Tâche à réaliser
Reproduisez telles quelles toutes les entrées qui suivent, sans rien y modifier.

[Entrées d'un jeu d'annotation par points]
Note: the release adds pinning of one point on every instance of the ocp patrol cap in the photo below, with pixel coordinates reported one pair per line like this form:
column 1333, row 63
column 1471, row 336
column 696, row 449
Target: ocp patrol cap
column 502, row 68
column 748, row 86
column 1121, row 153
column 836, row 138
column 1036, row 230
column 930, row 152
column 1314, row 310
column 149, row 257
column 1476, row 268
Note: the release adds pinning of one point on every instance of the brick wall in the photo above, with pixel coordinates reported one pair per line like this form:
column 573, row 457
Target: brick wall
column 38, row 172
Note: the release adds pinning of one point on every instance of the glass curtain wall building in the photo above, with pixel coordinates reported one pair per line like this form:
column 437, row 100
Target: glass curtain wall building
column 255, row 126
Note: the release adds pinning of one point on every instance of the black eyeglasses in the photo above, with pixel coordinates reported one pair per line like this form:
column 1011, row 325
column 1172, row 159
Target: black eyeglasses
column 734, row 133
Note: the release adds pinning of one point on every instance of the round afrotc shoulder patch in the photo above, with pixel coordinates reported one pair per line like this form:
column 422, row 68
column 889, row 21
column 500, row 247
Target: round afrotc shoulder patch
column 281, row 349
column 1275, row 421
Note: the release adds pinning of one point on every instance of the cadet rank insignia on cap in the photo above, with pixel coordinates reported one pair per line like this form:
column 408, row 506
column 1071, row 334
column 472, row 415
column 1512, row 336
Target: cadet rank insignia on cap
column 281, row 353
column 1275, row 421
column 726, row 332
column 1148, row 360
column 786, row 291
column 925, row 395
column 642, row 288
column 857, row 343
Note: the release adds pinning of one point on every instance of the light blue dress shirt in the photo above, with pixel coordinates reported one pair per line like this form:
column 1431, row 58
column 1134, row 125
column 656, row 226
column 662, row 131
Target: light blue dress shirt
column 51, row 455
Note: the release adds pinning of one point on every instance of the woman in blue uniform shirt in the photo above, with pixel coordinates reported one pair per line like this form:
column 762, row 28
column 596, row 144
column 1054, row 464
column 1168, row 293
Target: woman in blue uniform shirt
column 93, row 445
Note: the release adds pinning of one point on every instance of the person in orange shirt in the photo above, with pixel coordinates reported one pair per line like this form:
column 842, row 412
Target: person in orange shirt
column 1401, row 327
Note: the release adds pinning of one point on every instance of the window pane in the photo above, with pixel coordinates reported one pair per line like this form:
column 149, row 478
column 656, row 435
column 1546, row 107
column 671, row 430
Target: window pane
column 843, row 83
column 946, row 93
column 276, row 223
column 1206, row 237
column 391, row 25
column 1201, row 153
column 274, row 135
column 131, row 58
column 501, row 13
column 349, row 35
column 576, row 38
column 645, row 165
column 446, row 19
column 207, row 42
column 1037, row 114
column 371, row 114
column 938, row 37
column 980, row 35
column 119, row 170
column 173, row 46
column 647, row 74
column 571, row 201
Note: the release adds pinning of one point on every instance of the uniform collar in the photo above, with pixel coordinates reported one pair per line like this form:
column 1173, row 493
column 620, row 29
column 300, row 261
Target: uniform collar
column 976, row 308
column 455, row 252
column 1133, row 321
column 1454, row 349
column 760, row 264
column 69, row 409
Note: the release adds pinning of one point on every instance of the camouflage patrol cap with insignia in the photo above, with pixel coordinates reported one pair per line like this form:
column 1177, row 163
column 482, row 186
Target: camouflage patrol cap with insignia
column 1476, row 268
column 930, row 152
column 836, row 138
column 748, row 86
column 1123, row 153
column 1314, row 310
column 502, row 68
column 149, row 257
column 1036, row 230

Réponse attendue
Note: the release adds pinning of one point on every instance of the ocp patrol cap in the photo below, with pixel coordinates reported one pair per line like this form:
column 1333, row 63
column 1471, row 336
column 696, row 449
Target: ocp patrol cap
column 502, row 68
column 748, row 86
column 1121, row 153
column 836, row 138
column 1036, row 230
column 930, row 152
column 1314, row 310
column 149, row 257
column 1476, row 268
Note: the release adds pinning of one point on every instance of the brick wall in the photo above, with pixel coordinates reported one pair per line like this form:
column 573, row 457
Target: brick wall
column 38, row 172
Note: the release adds pinning of one point on every instance of the glass curtain wall building in the photo above, with pixel coordinates reported one pair per line like this form:
column 437, row 100
Target: glass curtain wall building
column 255, row 126
Note: the release adds pinning of one point on every instance of the black eyeglasses in the photo above, with pixel coordinates reported one pair per line like this form:
column 1011, row 325
column 1172, row 159
Target: black eyeglasses
column 734, row 133
Note: the release adds pinning of one point on every instance of the round afrotc shoulder patch in the photo above, with pixel coordinates reported one pair per line like this form:
column 422, row 68
column 889, row 21
column 500, row 247
Target: round afrotc shoulder patch
column 281, row 349
column 1275, row 421
Note: the release adds pinning of one point on every instance of the cadet rank insignia on cap in the photo above, with pixel coordinates reported one pair per line like this form:
column 408, row 506
column 1071, row 334
column 472, row 415
column 1512, row 336
Target: cadet rank insignia on cap
column 281, row 353
column 1275, row 421
column 726, row 332
column 1148, row 360
column 786, row 291
column 925, row 395
column 642, row 288
column 857, row 343
Note: the release adds pinning of one point on every instance of the light blue dress shirt in the photo above, with pixel coordinates reported one pair per line like this form:
column 1431, row 58
column 1134, row 125
column 656, row 226
column 662, row 131
Target: light blue dress shirt
column 51, row 455
Note: the release adds pinning of one point on every instance of the woman in blue uniform shirt in the photo above, with pixel coordinates reported one pair per line like this form:
column 762, row 28
column 596, row 144
column 1054, row 464
column 1168, row 293
Target: woman in blue uniform shirt
column 93, row 445
Note: the release adds pinning of one point on every instance of the person in orange shirt in the photo above, with pixel coordinates reported one pair per line like this form:
column 842, row 412
Target: person in orange shirt
column 1401, row 327
Note: the release adds pinning of one point on every instance of the window pane in the photo above, with pixel coordinates reported one pair per line like this form:
column 149, row 478
column 656, row 435
column 1546, row 107
column 671, row 430
Target: window pane
column 843, row 83
column 946, row 93
column 276, row 223
column 1206, row 237
column 391, row 25
column 1201, row 153
column 274, row 135
column 131, row 58
column 501, row 13
column 349, row 35
column 576, row 38
column 645, row 165
column 446, row 19
column 207, row 42
column 1037, row 114
column 371, row 114
column 938, row 37
column 980, row 35
column 119, row 170
column 173, row 46
column 647, row 74
column 571, row 201
Note: the release adds pinning of one point on every instance of the uniform collar in the photo above, with pixel coordinates reported one pair per line like this form:
column 1173, row 493
column 620, row 29
column 300, row 261
Target: uniform collar
column 976, row 308
column 455, row 252
column 1133, row 321
column 1454, row 349
column 760, row 264
column 69, row 409
Note: the release adds pinning of one point on every instance of the camouflage patrol cap with insignia in the photo above, with pixel coordinates reported one pair per line like this form:
column 1177, row 163
column 482, row 186
Target: camouflage patrol cap with insignia
column 1476, row 268
column 930, row 152
column 836, row 138
column 748, row 86
column 1123, row 153
column 1314, row 310
column 502, row 68
column 149, row 257
column 1036, row 230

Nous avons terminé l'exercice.